REQUIREMENTS
Render every line of the records below as a JSON list of strings, one string per line, with blank lines omitted. Leave the pictures out.

= = = = =

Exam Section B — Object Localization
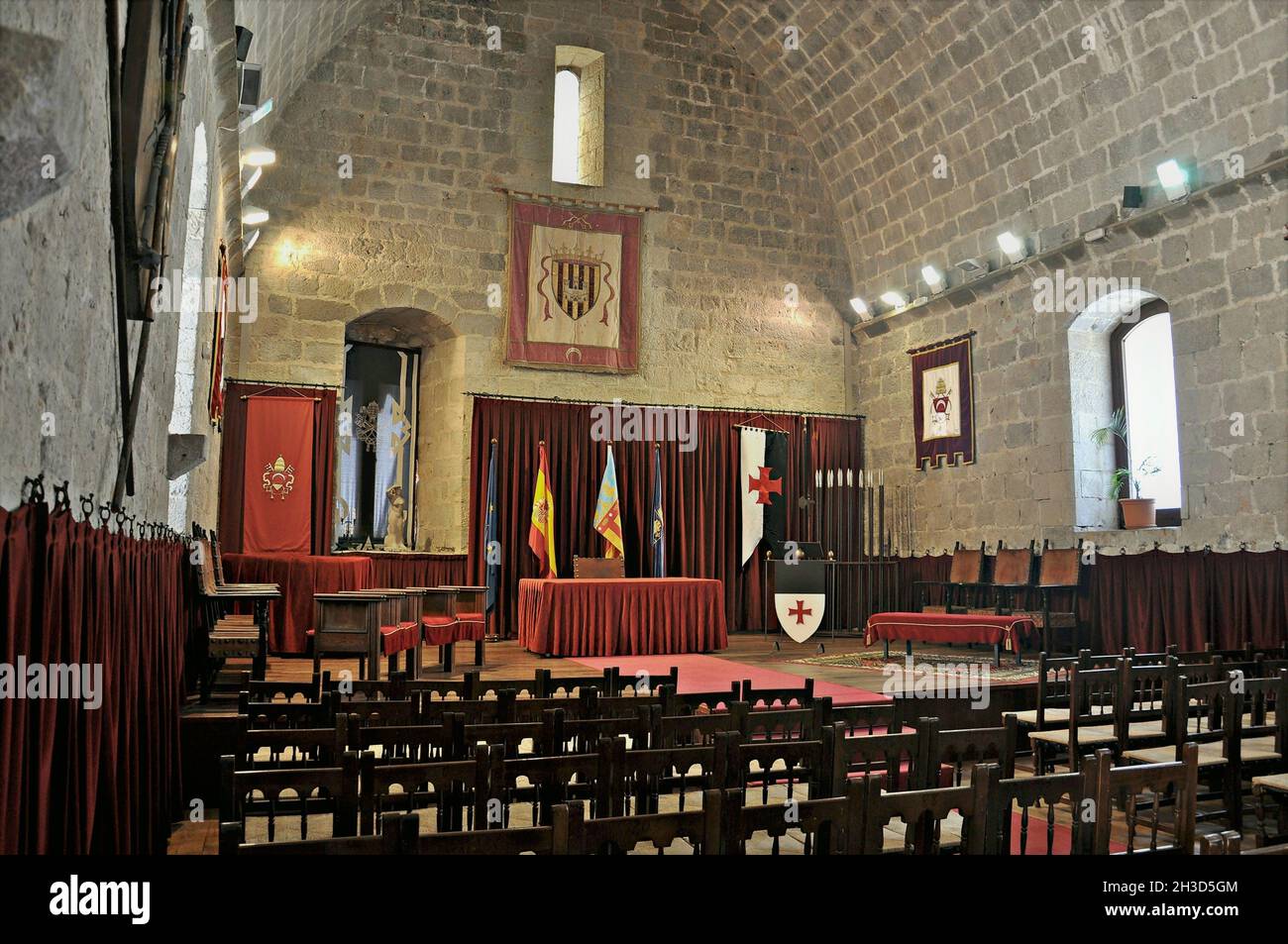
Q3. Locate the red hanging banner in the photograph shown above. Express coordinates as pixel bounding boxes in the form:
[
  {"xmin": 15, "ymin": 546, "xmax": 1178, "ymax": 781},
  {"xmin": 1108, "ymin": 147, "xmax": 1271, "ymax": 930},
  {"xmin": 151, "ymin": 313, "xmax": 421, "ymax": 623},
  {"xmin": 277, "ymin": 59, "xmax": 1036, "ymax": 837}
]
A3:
[{"xmin": 242, "ymin": 396, "xmax": 313, "ymax": 554}]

= = = = =

OUTPUT FOR THIS TASK
[
  "Exam Section B — Object Localization",
  "Q3. Locate the red hanging banner in the photograph shown above. Express coordinates as pixel bounding boxes in the form:",
  "[",
  "  {\"xmin\": 15, \"ymin\": 546, \"xmax\": 1178, \"ymax\": 781},",
  "  {\"xmin\": 1108, \"ymin\": 147, \"xmax\": 1271, \"ymax\": 930},",
  "  {\"xmin\": 151, \"ymin\": 313, \"xmax\": 421, \"ymax\": 623},",
  "  {\"xmin\": 277, \"ymin\": 59, \"xmax\": 1036, \"ymax\": 837}",
  "]",
  "A3:",
  "[{\"xmin\": 242, \"ymin\": 396, \"xmax\": 313, \"ymax\": 554}]"
]